Task goal.
Which lines of the data contain the string "below"? Show each of them.

### Material for this task

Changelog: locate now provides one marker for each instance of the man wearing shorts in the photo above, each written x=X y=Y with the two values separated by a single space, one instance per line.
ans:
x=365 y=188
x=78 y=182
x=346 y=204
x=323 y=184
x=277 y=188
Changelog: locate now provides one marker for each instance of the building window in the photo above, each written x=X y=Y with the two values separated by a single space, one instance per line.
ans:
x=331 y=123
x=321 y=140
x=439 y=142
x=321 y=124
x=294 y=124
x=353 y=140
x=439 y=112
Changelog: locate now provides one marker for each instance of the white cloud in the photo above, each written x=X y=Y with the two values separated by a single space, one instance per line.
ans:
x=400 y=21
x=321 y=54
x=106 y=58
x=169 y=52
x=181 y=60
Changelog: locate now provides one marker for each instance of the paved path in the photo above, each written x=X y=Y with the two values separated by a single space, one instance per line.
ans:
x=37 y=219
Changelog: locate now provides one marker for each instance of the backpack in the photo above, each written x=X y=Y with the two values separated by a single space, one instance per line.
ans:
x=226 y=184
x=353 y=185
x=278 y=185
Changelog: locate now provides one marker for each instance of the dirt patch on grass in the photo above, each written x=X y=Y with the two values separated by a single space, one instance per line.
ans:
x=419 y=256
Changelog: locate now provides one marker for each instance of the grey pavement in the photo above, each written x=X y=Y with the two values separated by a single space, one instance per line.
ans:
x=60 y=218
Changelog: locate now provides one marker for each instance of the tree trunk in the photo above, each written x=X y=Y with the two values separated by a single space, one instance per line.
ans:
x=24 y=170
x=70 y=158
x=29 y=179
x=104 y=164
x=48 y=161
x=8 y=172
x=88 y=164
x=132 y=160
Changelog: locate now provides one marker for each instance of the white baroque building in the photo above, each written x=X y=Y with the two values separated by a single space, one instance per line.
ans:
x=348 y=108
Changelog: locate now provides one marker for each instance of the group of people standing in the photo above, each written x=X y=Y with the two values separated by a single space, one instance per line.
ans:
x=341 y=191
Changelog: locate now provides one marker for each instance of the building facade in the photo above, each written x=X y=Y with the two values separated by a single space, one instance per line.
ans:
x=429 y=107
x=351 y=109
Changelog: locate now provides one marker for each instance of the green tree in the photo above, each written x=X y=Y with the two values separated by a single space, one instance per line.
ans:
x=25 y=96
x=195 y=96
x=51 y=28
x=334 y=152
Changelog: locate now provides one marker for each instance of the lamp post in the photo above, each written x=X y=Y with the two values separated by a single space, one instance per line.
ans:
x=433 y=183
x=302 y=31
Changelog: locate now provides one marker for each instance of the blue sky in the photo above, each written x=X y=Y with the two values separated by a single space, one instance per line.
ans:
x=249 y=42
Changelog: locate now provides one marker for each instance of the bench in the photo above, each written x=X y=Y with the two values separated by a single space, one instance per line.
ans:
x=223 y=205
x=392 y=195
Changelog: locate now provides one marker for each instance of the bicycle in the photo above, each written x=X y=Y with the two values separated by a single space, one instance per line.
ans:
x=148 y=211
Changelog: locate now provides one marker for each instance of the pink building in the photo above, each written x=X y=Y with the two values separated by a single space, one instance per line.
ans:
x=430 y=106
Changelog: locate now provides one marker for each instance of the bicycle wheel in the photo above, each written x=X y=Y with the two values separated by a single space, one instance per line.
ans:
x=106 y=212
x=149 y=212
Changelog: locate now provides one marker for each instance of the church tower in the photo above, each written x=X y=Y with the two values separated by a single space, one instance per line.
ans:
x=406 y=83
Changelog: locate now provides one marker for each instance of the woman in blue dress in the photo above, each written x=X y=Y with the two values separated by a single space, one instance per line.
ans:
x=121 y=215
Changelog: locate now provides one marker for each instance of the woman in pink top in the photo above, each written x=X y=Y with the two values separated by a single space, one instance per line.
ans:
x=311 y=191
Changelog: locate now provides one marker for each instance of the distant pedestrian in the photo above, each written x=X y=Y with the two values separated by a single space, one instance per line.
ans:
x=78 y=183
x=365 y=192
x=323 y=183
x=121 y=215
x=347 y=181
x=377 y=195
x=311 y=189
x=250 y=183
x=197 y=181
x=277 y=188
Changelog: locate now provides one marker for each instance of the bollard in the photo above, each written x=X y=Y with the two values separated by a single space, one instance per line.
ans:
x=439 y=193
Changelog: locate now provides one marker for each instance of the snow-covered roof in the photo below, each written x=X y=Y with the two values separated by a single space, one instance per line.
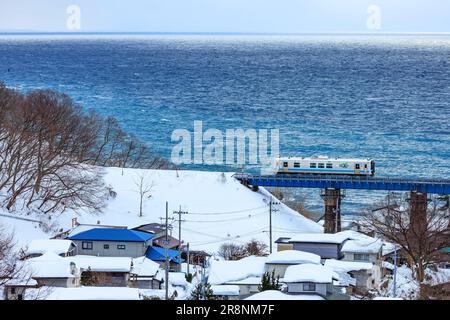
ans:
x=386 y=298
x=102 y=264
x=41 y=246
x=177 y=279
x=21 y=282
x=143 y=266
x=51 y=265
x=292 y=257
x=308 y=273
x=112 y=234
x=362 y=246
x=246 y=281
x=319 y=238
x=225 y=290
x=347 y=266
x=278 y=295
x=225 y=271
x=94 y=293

######
### Material for this task

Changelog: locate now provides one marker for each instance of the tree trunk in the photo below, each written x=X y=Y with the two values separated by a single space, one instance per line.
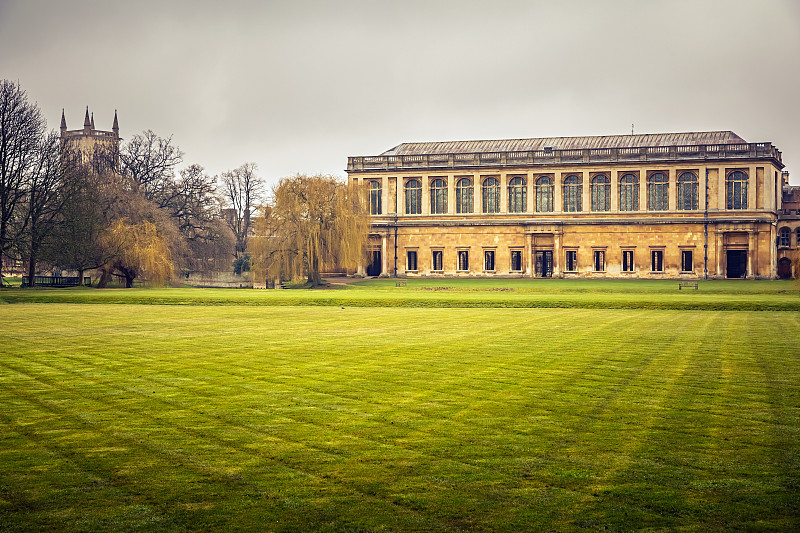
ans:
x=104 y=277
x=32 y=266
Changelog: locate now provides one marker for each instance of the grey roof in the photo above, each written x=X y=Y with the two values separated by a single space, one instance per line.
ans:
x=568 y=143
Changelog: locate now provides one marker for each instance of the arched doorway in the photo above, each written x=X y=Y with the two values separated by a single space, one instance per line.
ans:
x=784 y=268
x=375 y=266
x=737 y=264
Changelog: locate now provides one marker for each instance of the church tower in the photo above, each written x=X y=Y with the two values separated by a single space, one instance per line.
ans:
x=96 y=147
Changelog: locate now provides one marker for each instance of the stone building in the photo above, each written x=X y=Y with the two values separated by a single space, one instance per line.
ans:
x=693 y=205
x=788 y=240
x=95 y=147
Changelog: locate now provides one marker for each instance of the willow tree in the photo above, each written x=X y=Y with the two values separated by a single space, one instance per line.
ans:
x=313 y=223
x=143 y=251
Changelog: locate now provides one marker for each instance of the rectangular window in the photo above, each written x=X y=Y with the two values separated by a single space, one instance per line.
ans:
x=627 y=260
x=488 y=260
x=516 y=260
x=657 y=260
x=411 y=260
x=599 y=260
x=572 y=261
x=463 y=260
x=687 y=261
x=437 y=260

######

Written answer.
Changelog: locate now provides one marker for each instance of the snow-covered roof in the photo below, each written x=X y=Y with the two values separated by a single space, one instance per line.
Changelog: locate now provides one marker for each instance of the tree trunk in the photo below, each written x=X y=Y with the two values separated by a single space, one instance per line.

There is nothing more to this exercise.